Rewrite the data below with "instance" replaced by "occurrence" everywhere it appears. Leave everything else unchanged.

************

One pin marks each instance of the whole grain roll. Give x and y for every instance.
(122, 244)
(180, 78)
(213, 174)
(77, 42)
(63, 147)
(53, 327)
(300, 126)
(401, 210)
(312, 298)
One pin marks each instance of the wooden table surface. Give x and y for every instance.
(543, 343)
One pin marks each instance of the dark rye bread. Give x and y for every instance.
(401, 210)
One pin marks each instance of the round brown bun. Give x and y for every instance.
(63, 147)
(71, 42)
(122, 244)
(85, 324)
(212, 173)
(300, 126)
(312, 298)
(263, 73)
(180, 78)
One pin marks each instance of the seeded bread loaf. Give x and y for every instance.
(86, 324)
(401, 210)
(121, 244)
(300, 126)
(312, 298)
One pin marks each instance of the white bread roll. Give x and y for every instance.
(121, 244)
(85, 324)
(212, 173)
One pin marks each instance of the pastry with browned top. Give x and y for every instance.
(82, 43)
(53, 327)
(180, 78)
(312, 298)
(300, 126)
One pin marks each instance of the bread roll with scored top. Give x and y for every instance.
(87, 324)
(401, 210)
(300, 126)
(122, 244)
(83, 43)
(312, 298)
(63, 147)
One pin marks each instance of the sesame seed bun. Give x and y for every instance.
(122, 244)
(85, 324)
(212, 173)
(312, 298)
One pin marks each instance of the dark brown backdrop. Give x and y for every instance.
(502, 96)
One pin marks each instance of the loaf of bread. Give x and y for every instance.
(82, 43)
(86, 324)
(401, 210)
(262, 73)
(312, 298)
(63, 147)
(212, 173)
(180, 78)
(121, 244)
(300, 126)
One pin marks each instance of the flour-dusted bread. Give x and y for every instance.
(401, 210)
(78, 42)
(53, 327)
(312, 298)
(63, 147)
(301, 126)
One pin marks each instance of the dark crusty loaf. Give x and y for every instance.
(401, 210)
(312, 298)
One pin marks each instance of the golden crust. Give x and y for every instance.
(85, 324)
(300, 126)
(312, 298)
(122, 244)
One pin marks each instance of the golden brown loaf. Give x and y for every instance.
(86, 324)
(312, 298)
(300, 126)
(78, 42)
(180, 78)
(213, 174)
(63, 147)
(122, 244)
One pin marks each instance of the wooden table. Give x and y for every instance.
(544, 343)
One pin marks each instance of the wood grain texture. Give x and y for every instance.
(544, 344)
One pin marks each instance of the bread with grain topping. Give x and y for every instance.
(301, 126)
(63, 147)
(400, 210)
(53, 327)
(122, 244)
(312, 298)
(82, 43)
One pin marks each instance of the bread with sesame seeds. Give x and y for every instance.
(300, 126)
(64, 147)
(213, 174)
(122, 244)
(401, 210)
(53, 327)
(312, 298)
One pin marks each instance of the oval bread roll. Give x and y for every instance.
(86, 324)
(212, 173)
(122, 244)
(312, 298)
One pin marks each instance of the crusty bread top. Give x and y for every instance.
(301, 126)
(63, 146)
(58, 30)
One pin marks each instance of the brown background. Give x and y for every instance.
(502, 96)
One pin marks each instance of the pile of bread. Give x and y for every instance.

************

Full solution =>
One pin marks each occurrence of the whole grain roll. Give x and y for every occurrence.
(122, 244)
(180, 78)
(213, 174)
(77, 42)
(63, 147)
(53, 327)
(300, 126)
(401, 210)
(312, 298)
One pin marks each occurrence of the wooden table surface. Give x and y for every occurrence.
(543, 343)
One pin marks each occurrence of the dark rye bread. Give x and y for every occurrence.
(401, 210)
One pin marks each occurrence of the round brown bun. Give x and y for every occurrence.
(63, 147)
(71, 42)
(122, 244)
(85, 324)
(212, 173)
(300, 126)
(312, 298)
(263, 73)
(180, 78)
One pin marks each occurrence of the seeded bread loaf. Give x and y for every occurrence.
(86, 324)
(401, 210)
(121, 244)
(300, 126)
(312, 298)
One pin marks each occurrence of the white bread roll. Give x and y for every occurrence.
(121, 244)
(85, 324)
(212, 173)
One pin marks each occurrence of the pastry with browned top. Give x and y for every occurrence.
(82, 43)
(53, 327)
(180, 78)
(312, 298)
(300, 126)
One pin marks each occurrence of the bread roll with scored top. Give x and y for every occurrence.
(87, 324)
(401, 210)
(300, 126)
(122, 244)
(83, 43)
(312, 298)
(63, 147)
One pin marks each occurrence of the sesame seed bun. Give x and y for every occurrence.
(122, 244)
(85, 324)
(212, 173)
(312, 298)
One pin marks each occurrence of the dark brown backdrop. Give x and y for every occurrence.
(502, 96)
One pin marks each occurrence of the loaf of bread. Give x and y for every occurrence.
(82, 43)
(86, 324)
(401, 210)
(262, 73)
(312, 298)
(63, 147)
(212, 173)
(180, 78)
(121, 244)
(300, 126)
One pin marks each occurrence of the flour-dusted bread. Give x and y for every occurrence.
(401, 210)
(78, 42)
(53, 327)
(312, 298)
(63, 147)
(301, 126)
One pin marks each occurrence of the dark crusty loaf. Give x and y for every occurrence.
(401, 210)
(312, 298)
One pin marks each occurrence of the golden crust. Give x and y for every occurrence.
(85, 324)
(300, 126)
(312, 298)
(122, 244)
One pin marks each occurrence of the golden brown loaf. Give x and y for every occurrence.
(86, 324)
(312, 298)
(300, 126)
(78, 42)
(180, 78)
(213, 174)
(63, 147)
(122, 244)
One pin marks each occurrence of the wooden table. Give x and y for every occurrence.
(544, 343)
One pin marks each occurrence of the wood grain texture. Give x and y for every occurrence.
(544, 344)
One pin marks each occurrence of the bread with grain topping. Give x and y for every occurrence.
(301, 126)
(63, 147)
(400, 210)
(53, 327)
(122, 244)
(312, 298)
(82, 43)
One pin marks each occurrence of the bread with sesame seeds. Give x and y for every occurrence.
(300, 126)
(64, 147)
(213, 174)
(122, 244)
(401, 210)
(53, 327)
(312, 298)
One pin marks each occurrence of the oval bread roll. Give x and y for every occurrence.
(86, 324)
(212, 173)
(122, 244)
(312, 298)
One pin marks each occurrence of the crusty bread top. Give x and y for every occurrence.
(301, 126)
(63, 146)
(58, 30)
One pin marks each occurrence of the brown background. Give x and y for every occurrence.
(502, 96)
One pin marks each occurrence of the pile of bread. Give x and y for every occurrence.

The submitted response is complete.